Exercises:
[1] Retype the passage on Black Americans and climate change, starting at "Black Americans have" and ending at "manner that resonates.".
[2] Answer these questions using the passage on Black Americans and climate change:
(a) In what month and year were the focus groups held?
(b) How many focus groups were held in total?
(c) In which three cities were the focus groups held?
[3] Write what follows the last sentence of the passage on Black Americans and climate change.

Given text:

Black Americans have long borne an unequal burden from environmental racism and face increased risk from the impacts of climate change. But even though they’re concerned about the environment worsening around them, Black Americans aren’t necessarily counting climate change among their top priorities—and they’re not hearing people speak to them on the issue in a manner that resonates.

In  February 2020, Third Way and GBAO Strategies held nine focus groups—three each in Detroit, Philadelphia, and Greensboro—with Black Americans who lived in and around those cities. Overall, the research revealed a disconnect between the participants and climate change. Below are some key takeaways from this study; recommendations on how to address this disconnect; and insights for outreach and communications to Black communities.

Climate change not seen as a top priority

Participants cited health care, education, racism, school debt, and crime among their top policy priorities.

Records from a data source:

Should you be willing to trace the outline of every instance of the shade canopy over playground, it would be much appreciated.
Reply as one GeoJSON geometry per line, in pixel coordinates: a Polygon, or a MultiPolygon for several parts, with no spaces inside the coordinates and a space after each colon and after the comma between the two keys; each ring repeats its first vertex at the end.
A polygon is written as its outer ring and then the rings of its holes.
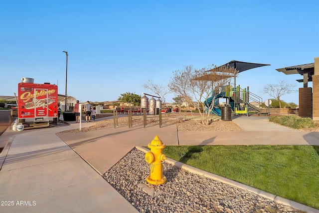
{"type": "Polygon", "coordinates": [[[300,83],[304,82],[304,87],[308,87],[308,82],[313,81],[313,75],[315,73],[315,63],[291,66],[276,70],[286,75],[300,74],[304,76],[304,79],[296,80],[300,83]]]}
{"type": "MultiPolygon", "coordinates": [[[[250,62],[245,62],[244,61],[236,61],[235,60],[233,60],[231,61],[229,61],[228,63],[227,63],[223,65],[219,66],[217,68],[225,66],[230,66],[234,67],[237,70],[238,73],[243,72],[244,71],[248,70],[251,69],[254,69],[254,68],[260,67],[261,66],[270,66],[270,64],[260,64],[256,63],[250,63],[250,62]]],[[[212,71],[213,71],[214,68],[210,69],[209,70],[207,70],[207,72],[212,71]]],[[[236,87],[236,75],[234,76],[234,84],[235,87],[236,87]]]]}
{"type": "MultiPolygon", "coordinates": [[[[236,69],[238,70],[238,72],[241,72],[244,71],[248,70],[250,69],[253,69],[254,68],[257,68],[257,67],[260,67],[261,66],[269,66],[269,65],[270,65],[270,64],[245,62],[243,61],[239,61],[233,60],[232,61],[229,61],[228,63],[227,63],[218,67],[225,66],[229,66],[230,67],[235,67],[236,69]]],[[[211,71],[212,71],[213,69],[208,70],[207,72],[211,71]]]]}

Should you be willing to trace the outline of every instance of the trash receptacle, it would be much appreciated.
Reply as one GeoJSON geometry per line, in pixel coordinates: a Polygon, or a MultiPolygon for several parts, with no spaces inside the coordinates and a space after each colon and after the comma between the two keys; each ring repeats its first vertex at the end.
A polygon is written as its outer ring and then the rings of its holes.
{"type": "Polygon", "coordinates": [[[231,108],[230,107],[222,107],[221,120],[222,121],[231,121],[231,108]]]}
{"type": "Polygon", "coordinates": [[[75,121],[75,113],[73,112],[63,112],[63,120],[64,121],[75,121]]]}

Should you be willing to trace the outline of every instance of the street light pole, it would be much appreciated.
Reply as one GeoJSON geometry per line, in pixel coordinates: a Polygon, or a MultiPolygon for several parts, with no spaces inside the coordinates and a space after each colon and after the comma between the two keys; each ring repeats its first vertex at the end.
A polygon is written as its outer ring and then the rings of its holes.
{"type": "Polygon", "coordinates": [[[67,51],[63,51],[63,52],[65,52],[65,54],[66,55],[66,68],[65,71],[65,108],[64,109],[65,112],[66,112],[66,100],[67,100],[67,96],[66,92],[67,89],[66,87],[67,85],[68,82],[68,52],[67,51]]]}

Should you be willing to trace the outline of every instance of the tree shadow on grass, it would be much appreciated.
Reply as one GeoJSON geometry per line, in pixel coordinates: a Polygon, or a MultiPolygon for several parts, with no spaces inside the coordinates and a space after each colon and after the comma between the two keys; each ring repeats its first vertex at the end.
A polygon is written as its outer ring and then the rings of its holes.
{"type": "Polygon", "coordinates": [[[215,140],[216,137],[209,138],[203,141],[200,144],[196,146],[191,146],[188,147],[187,152],[178,161],[184,164],[187,164],[187,161],[193,157],[193,156],[196,153],[199,153],[203,151],[203,147],[207,145],[208,144],[213,143],[215,140]]]}
{"type": "Polygon", "coordinates": [[[317,155],[319,156],[319,146],[313,146],[313,147],[314,147],[314,149],[315,149],[315,150],[317,152],[317,155]]]}
{"type": "Polygon", "coordinates": [[[186,164],[188,160],[190,159],[193,155],[203,151],[203,145],[199,145],[188,147],[187,152],[180,158],[178,161],[186,164]]]}

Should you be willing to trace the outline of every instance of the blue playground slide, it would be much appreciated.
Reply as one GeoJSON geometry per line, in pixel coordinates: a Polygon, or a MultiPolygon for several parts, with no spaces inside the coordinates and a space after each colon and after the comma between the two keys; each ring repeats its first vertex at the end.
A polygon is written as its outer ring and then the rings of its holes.
{"type": "MultiPolygon", "coordinates": [[[[213,114],[219,116],[220,116],[221,115],[221,110],[220,110],[220,109],[218,108],[218,99],[226,97],[228,98],[228,97],[226,96],[225,92],[222,92],[216,95],[216,96],[215,96],[215,101],[214,101],[214,107],[213,107],[213,109],[211,111],[213,114]]],[[[209,107],[210,106],[211,106],[213,99],[214,95],[212,95],[212,97],[210,97],[206,99],[204,102],[204,103],[205,103],[205,105],[207,107],[209,107]]],[[[230,105],[231,109],[234,111],[235,105],[234,104],[234,100],[231,98],[229,98],[229,104],[230,105]]]]}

Exercise responses:
[1]
Black Americans have long borne an unequal burden from environmental racism and face increased risk from the impacts of climate change. But even though they’re concerned about the environment worsening around them, Black Americans aren’t necessarily counting climate change among their top priorities—and they’re not hearing people speak to them on the issue in a manner that resonates.

[2]
(a) February 2020
(b) Nine
(c) Detroit, Philadelphia, and Greensboro

[3]
Of note, participants cited the following as priorities:

  • Trying to survive (even before the most recent deaths of Ahmaud Arbery, Breonna Taylor, George Floyd, and Rayshard Brooks)
  • Putting food on the table
  • Maintaining access to health care

One participant expressed there is nothing you could do while the federal administration actively denies climate change.

Only some participants saw climate change as an environmental or social justice issue.

Guidance:

Center climate change as the environmental justice issue that it is.

Make it local. Participants were most aware of and concerned about the environmental problems they face in their own neighborhoods.

Connect climate and environmental issues to the adverse health and economic impacts that disproportionately affect communities of color.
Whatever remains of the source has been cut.